▶ TASK INSTRUCTIONS:
Add 92 to every bounding box coordinate in the answers, and write out again every line from the start of the entries up to and including the line with "[146,0,213,176]", keeping all the other lines as well as the answers.

(Records of labeled boxes)
:::::
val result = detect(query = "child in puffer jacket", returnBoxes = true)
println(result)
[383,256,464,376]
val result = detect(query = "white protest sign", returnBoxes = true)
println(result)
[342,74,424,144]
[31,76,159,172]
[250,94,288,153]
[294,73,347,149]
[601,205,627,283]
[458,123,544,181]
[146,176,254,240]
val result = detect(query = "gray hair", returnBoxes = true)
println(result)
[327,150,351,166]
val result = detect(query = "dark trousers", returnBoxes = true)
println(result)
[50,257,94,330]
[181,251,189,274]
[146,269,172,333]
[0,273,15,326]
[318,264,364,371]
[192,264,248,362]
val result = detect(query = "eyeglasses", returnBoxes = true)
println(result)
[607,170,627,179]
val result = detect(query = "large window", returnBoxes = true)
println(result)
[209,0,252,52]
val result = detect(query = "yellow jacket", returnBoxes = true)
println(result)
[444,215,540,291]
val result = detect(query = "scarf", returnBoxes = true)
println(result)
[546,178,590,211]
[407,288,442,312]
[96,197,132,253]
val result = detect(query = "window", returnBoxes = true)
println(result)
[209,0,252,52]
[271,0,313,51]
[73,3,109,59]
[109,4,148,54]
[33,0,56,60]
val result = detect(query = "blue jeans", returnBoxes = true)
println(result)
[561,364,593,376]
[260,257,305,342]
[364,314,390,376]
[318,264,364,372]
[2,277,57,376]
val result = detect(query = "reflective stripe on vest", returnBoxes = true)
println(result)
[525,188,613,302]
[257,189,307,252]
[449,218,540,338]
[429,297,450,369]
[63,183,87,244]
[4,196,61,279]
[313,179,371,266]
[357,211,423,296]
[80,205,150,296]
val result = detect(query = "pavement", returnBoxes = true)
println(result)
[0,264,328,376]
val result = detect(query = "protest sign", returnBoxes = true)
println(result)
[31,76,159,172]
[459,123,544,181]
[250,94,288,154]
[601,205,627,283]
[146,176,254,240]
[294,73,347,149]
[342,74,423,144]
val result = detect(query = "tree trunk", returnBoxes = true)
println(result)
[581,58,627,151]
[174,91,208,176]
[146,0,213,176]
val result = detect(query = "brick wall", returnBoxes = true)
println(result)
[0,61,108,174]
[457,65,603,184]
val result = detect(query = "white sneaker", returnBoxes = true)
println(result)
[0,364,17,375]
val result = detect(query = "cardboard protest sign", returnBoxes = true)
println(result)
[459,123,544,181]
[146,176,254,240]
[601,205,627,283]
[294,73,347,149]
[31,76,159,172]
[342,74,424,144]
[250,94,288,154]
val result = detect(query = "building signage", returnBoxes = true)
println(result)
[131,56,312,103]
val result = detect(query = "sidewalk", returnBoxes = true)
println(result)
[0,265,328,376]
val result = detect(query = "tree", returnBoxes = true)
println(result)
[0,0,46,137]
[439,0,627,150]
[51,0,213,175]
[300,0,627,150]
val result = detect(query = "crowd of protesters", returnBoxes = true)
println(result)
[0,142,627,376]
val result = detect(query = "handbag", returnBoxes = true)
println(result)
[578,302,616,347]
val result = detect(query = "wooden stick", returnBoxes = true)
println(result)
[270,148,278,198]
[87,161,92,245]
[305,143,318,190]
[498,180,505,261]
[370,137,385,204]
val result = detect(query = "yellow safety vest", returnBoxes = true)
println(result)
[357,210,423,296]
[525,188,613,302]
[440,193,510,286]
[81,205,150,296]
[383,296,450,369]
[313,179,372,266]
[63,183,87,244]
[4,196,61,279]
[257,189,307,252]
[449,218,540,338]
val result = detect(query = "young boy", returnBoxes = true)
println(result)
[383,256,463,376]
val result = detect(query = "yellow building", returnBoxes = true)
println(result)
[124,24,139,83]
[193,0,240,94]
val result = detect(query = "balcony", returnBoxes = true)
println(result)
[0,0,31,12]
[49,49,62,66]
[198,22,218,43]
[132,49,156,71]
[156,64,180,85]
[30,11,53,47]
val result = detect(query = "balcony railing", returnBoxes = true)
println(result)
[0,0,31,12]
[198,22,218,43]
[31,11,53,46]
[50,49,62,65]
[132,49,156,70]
:::::
▶ OUTPUT FOR THIS EXERCISE:
val result = detect(query = "child in puffer jacket", returnBoxes = true)
println(result)
[475,348,556,468]
val result = detect(query = "white protest sign", returnBoxes = true)
println(result)
[434,166,516,236]
[123,168,251,264]
[342,186,380,245]
[386,165,439,241]
[693,297,719,375]
[550,215,636,273]
[238,268,346,332]
val result = detect(query = "gray hair", returnBoxes = true)
println(result)
[419,242,443,258]
val result = detect(query = "dark trousers", returnBoxes = true)
println(result)
[142,349,186,422]
[273,343,281,366]
[238,361,264,425]
[92,365,107,418]
[410,356,456,463]
[284,356,340,454]
val result = detect(query = "eyeglasses", returnBoxes = true)
println(result)
[699,262,719,271]
val result = detect(query = "large window", returnBoxes = true)
println(result)
[301,92,344,144]
val result = detect(query = "yellow jacket", returnBoxes = true)
println(result)
[536,307,632,383]
val result = detect(query = "scarf", returnBoxes = true)
println(result)
[638,270,682,303]
[499,380,534,404]
[188,289,224,345]
val result = detect(query = "window", returnBoxes = true)
println(result)
[301,92,344,144]
[363,92,405,143]
[165,95,201,151]
[201,96,240,146]
[125,92,148,152]
val result = detect(query = "blue jeans", returnBoxes = true)
println(result)
[653,456,685,468]
[352,349,397,434]
[456,406,482,468]
[410,356,456,464]
[94,369,149,468]
val result = detect(query = "reflective stripe on vest", returnBoxes = true)
println(result)
[617,280,705,394]
[349,281,399,344]
[541,310,632,430]
[521,389,542,461]
[155,275,179,336]
[96,288,153,371]
[405,271,463,358]
[449,303,515,388]
[172,297,242,388]
val result = detect(query = "pavement", returnBoxes = true)
println(result)
[92,356,420,468]
val result = detect(query = "protest sign", returnBoxes = true)
println(result)
[123,168,251,264]
[551,215,636,273]
[342,186,380,246]
[693,297,719,375]
[238,268,346,332]
[386,165,439,241]
[434,166,515,236]
val result = detect(query = "tree trunk", returnBoxes = true)
println(result)
[673,150,719,243]
[266,183,300,268]
[238,92,305,268]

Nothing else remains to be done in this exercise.